Bacaan untuk Ditelaah »
┄┄┄┄┄┄
Menurut Sztompka revolusi adalah manifestasi perubahan sosial yang paling spektakuler. Revolusi menengarai guncangan fundamental dalam proses sejarah, membentuk kembali masyarakat dari dalam dan merancang lagi bangsa. Revolusi tidak membiarkan apapun seperti sebelumnya. Revolusi menutup satu jaman dan membuka jaman baru. Pada saat revolusi masyarakat mengalami puncak perannya, ledakan potensi transformasi diri. Pada bangkitnya revolusi, masyarakat dan para anggotanya seakan-akan dihidupkan kembali, hampir dilahirkan kembali. Dalam hal ini, revolusi adalah tanda kesehatan sosial.
Revolusi mempunyai definisi perubahan yang cepat dan mendasar dari masyarakat dan srtuktur kelas suatu negara, dan revolusi tersebut disertai dan sebagian menyebabkan terjadinya pemberontakan kelas dari bawah. Menurut Chalmers Johnson, dalam Revolutionary Change, kekerasan dan perubahan sosial adalah sifat dari revolusi. Menciptakan revolusi berarti menerima kekerasan untuk mengubah sistem, lebih tepatnya revolusi adalah implementasi dari suatu strategi kekerasan yang ditunjukkan untuk mendorong timbulnya perubahan dalam struktur sosial. Revolusi terjadi karena masyarakat mengalami lingkungan yang tidak harmonis (kritis) sehingga mengalami disorientasi. Dalam keadaan seperti ini akan membuka peluang lahirnya nilai-nilai alternatif yang ditawarkan oleh gerakan revolusioner. Hal ini tentu saja menyebabkan penguasa bertindak menekan karena merasa otoritas yang dipunyainya semakin kehilangan legitimasi. Penguasa selalu mengandalkan kekerasan untuk menghentikan gerakan revolusi dengan dalih ketertiban bangsa. Karena itu, pecahnya suatu revolusi tidak saja disebabkan oleh protes kelas bawah terhadap kehidupan cara lama, tetapi juga oleh adanya ketidakmampuan kelas atas dalam mengatasi kehidupan cara lama itu, urai Lenin.
┄┄┄┄┄┄
Materi yang Diberikan »
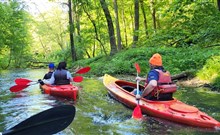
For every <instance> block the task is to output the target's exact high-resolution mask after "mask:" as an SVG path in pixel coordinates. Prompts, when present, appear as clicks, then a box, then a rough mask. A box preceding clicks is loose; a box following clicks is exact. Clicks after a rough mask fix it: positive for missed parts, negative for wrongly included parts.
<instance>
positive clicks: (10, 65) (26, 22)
mask: <svg viewBox="0 0 220 135" xmlns="http://www.w3.org/2000/svg"><path fill="white" fill-rule="evenodd" d="M27 18H28V15H27V13H26V12H25V11H24V9H23V6H22V5H21V3H19V2H16V1H10V2H8V3H6V2H5V3H1V2H0V55H2V56H1V57H0V61H2V62H4V64H2V65H1V68H8V67H18V68H19V67H23V66H25V67H26V66H27V64H28V60H29V59H30V58H31V55H30V53H29V50H30V46H29V42H30V41H31V40H30V35H29V32H28V29H27V28H28V27H27V26H28V25H27V22H28V19H27ZM5 52H8V53H5Z"/></svg>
┄┄┄┄┄┄
Soal Latihan »
(1) Dalam teks tentang revolusi, apa sifat revolusi menurut Chalmers Johnson dalam Revolutionary Change?
(2) Ketik ulang bagian teks tentang revolusi yang dimulai dengan "Menurut Sztompka revolusi" dan berlanjut sampai "tanda kesehatan sosial.".
(3) Lanjutkan teks tentang revolusi setelah kalimat terakhir yang ditampilkan.

Kunci Jawaban »
(1) Kekerasan dan perubahan sosial.

(2)
Menurut Sztompka revolusi adalah manifestasi perubahan sosial yang paling spektakuler. Revolusi menengarai guncangan fundamental dalam proses sejarah, membentuk kembali masyarakat dari dalam dan merancang lagi bangsa. Revolusi tidak membiarkan apapun seperti sebelumnya. Revolusi menutup satu jaman dan membuka jaman baru. Pada saat revolusi masyarakat mengalami puncak perannya, ledakan potensi transformasi diri. Pada bangkitnya revolusi, masyarakat dan para anggotanya seakan-akan dihidupkan kembali, hampir dilahirkan kembali. Dalam hal ini, revolusi adalah tanda kesehatan sosial.

(3)
Di benak orang awam revolusi seringkali dijadikan mimpi indah, menjadi harapan akan kebebasan terhadap ketertindasan dan kehidupan yang lebih sejahtera. Kalaupun ada pertumpahan darah, hal itu dianggap sebagai resiko di dalam setiap perjuangan. Darah yang mengalir membasahi bumi menjadi obat yang subur untuk menumbuhkan bunga-bunga kemakmuran sebuah bangsa.
Sebenarnya pengalaman revolusi jauh dari apa yang diimpikan. Dalam realita revolusi menyingkirlan seorang tiran untuk kemudian menaikkan tiran yang lain yang bahkan lebih kejam. Tujuan awal revolusi yang untuk memajukan kemakmuran namun dalam kenyataannya seringkali menggantikan rasio dengan kekerasan, pemaksaan, dan penghancuran. Dengan demikian mitos tentang janji indah gerakan ini akan tumbang. Akan tetapi kita tidak boleh lengah, bahwa tugas kita adalah menemukan alternatif untuk memberikan yang terbaik bagi umat. Jika revolusi menjadi bahasa perjuangan kita, maka itu akan terpolesi dengan warna fikrah dan tujuan rahmatan lil ‘alamin dalam kemenangan cahaya Islam.
Pendapat Franz Borkenau mengatakan bahwa setiap revolusi besar selalu menghancurkan aparat pemerintahan yang ada. Setelah melakukan eksperimen dan pertimbangan, setiap revolusi akan membentuk aparat pemerintahan baru yang pada umumnya karakternya sangat berbeda dengan aparat pemerintahan yang ditumbangkannya, oleh karena itu perubahan tatanan negara merupakan hal yang yang tidak kalah pentingnya dari perubahan tatanan masyarakat.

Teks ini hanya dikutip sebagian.